Data for the task Start Marker
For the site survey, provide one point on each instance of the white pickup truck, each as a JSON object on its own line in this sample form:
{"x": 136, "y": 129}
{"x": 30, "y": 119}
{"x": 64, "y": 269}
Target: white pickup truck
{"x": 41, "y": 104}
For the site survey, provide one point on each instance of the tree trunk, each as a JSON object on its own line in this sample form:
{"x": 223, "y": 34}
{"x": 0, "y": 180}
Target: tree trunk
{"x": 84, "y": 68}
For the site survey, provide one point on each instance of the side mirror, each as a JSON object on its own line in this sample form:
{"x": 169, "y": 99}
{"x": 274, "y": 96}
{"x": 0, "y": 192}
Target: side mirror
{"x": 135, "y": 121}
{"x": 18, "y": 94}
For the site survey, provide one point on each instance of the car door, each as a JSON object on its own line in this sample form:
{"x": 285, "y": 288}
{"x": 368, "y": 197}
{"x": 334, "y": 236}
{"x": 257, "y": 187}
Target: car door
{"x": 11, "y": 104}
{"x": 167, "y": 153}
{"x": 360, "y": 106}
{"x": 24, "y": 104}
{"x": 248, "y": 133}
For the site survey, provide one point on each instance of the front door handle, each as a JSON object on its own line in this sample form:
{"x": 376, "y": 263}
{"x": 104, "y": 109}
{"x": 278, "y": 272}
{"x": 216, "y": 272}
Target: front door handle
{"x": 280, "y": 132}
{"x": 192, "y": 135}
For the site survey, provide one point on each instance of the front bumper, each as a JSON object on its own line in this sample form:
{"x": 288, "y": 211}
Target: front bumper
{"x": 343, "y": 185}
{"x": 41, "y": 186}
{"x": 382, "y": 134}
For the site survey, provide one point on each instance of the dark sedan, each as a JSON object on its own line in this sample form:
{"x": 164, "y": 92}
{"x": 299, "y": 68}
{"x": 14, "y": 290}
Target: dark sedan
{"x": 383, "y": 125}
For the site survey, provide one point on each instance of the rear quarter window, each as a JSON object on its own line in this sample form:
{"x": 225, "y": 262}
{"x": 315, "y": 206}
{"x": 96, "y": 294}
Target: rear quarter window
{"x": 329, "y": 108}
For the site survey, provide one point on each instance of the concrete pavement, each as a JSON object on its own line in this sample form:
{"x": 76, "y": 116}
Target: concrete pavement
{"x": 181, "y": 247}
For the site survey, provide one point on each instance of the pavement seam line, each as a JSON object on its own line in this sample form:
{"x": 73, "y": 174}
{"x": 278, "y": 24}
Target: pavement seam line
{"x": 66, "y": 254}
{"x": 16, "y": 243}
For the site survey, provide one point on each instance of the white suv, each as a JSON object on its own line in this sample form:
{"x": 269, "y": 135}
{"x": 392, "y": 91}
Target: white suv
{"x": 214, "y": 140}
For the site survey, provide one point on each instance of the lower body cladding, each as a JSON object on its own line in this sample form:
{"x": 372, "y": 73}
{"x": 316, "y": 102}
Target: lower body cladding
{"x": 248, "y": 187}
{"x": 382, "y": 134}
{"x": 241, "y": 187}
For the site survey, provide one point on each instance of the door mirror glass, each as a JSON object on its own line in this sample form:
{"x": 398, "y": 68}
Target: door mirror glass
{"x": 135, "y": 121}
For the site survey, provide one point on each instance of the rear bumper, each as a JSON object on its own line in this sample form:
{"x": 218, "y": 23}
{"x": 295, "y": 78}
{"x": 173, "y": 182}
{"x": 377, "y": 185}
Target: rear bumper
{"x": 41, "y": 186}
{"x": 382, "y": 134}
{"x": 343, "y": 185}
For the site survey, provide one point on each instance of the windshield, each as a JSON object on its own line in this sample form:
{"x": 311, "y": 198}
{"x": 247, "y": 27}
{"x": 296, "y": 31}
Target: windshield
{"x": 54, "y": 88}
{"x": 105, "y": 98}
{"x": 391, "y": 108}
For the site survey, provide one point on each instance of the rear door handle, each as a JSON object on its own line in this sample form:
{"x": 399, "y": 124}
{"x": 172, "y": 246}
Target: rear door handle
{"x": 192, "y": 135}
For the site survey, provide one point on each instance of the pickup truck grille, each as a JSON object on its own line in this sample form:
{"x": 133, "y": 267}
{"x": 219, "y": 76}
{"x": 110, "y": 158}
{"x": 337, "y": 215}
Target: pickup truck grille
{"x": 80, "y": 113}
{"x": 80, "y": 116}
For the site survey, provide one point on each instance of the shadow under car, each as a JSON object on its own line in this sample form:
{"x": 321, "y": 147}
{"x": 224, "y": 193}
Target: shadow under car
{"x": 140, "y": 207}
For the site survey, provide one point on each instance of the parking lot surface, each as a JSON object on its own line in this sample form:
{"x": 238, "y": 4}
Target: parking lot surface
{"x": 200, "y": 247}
Data for the task End Marker
- **Goal of the exercise**: Output each entry once again, exactly as shown above.

- **Answer section**:
For the site survey, provide one point on each instance of the white pickup truck, each as a JSON object on its own line in this sample form:
{"x": 136, "y": 129}
{"x": 30, "y": 119}
{"x": 64, "y": 269}
Target: white pickup truck
{"x": 41, "y": 104}
For the site survey, provide one point on each instance of the tree trunk, each as a JSON object on its own line in this sample form:
{"x": 223, "y": 34}
{"x": 0, "y": 180}
Target: tree trunk
{"x": 84, "y": 68}
For the site survey, provide one point on each instance of the side mirror, each as a JSON object on its own line in this sample form:
{"x": 169, "y": 99}
{"x": 274, "y": 96}
{"x": 0, "y": 192}
Target: side mirror
{"x": 135, "y": 121}
{"x": 18, "y": 94}
For the site survey, provide one point on each instance of the car door, each as a JSON object on its own line in this sample form:
{"x": 285, "y": 288}
{"x": 368, "y": 197}
{"x": 334, "y": 236}
{"x": 257, "y": 187}
Target: car door
{"x": 11, "y": 104}
{"x": 167, "y": 153}
{"x": 360, "y": 106}
{"x": 24, "y": 104}
{"x": 248, "y": 133}
For the site survey, provide one point on each instance of the front door handle, each as a JSON object on its own line in this sample form:
{"x": 376, "y": 263}
{"x": 104, "y": 109}
{"x": 278, "y": 272}
{"x": 216, "y": 272}
Target: front door handle
{"x": 280, "y": 132}
{"x": 192, "y": 135}
For the site survey, provide one point on each instance of the front bumper, each as a JSON object on its own line in this sample form:
{"x": 288, "y": 211}
Target: front bumper
{"x": 343, "y": 185}
{"x": 41, "y": 186}
{"x": 382, "y": 134}
For the site survey, provide one point on each instance of the dark sedan, each as a JSON object on its own line in this sample form:
{"x": 164, "y": 92}
{"x": 299, "y": 68}
{"x": 14, "y": 290}
Target: dark sedan
{"x": 383, "y": 125}
For the site survey, provide one point on each instance of the rear quarter window, each as a JSON object on its own line in this sample form:
{"x": 225, "y": 262}
{"x": 315, "y": 206}
{"x": 96, "y": 294}
Target: rear quarter window
{"x": 329, "y": 108}
For the site survey, provide one point on each instance of the concrete pavement, each as a JSON object on its own line in this sample form:
{"x": 76, "y": 116}
Target: concrete pavement
{"x": 181, "y": 247}
For the site survey, provide one point on each instance of the pavement seam line, each as a JSON object on its own line in this sample form:
{"x": 73, "y": 174}
{"x": 278, "y": 24}
Target: pavement seam line
{"x": 66, "y": 254}
{"x": 16, "y": 243}
For the site survey, provide one point on each instance of the white suv, each as a JSON object on its own line in this sample form:
{"x": 269, "y": 135}
{"x": 392, "y": 91}
Target: white suv
{"x": 214, "y": 140}
For the site survey, provide one point on each instance of the lower body cladding, each as a JSON object on its own line in this sample form:
{"x": 372, "y": 73}
{"x": 316, "y": 102}
Target: lower body cladding
{"x": 248, "y": 187}
{"x": 382, "y": 134}
{"x": 241, "y": 187}
For the site survey, provide one point on each instance of the door mirror glass, each as a JSON object on its own line in this sample form:
{"x": 398, "y": 68}
Target: door mirror glass
{"x": 135, "y": 121}
For the site survey, provide one point on each instance of the rear bumper, each as a JSON object on its own line in this sample form:
{"x": 218, "y": 23}
{"x": 295, "y": 78}
{"x": 173, "y": 182}
{"x": 377, "y": 185}
Target: rear bumper
{"x": 41, "y": 186}
{"x": 382, "y": 134}
{"x": 343, "y": 185}
For the site survey, provide one point on each instance of the windshield, each as a JSON object on its own line in this sample form:
{"x": 311, "y": 198}
{"x": 247, "y": 27}
{"x": 296, "y": 31}
Target: windshield
{"x": 54, "y": 88}
{"x": 105, "y": 98}
{"x": 391, "y": 108}
For the site survey, provide one point on each instance of the rear door handle, each as a JSON object on its own line in this sample form:
{"x": 399, "y": 124}
{"x": 172, "y": 246}
Target: rear door handle
{"x": 192, "y": 135}
For the site survey, provide one point on each instance of the pickup truck grille, each as a JSON object on its own line in this sample form:
{"x": 133, "y": 267}
{"x": 219, "y": 76}
{"x": 110, "y": 158}
{"x": 337, "y": 215}
Target: pickup truck grille
{"x": 80, "y": 113}
{"x": 80, "y": 116}
For the site survey, provide one point on each instance of the shadow under car, each as a JSON object on its own line in this sample form:
{"x": 321, "y": 147}
{"x": 224, "y": 193}
Target: shadow under car
{"x": 140, "y": 207}
For the site survey, provide one point on each instance of the parking lot surface, each as a JSON object on its own line in this sample form:
{"x": 238, "y": 4}
Target: parking lot surface
{"x": 200, "y": 247}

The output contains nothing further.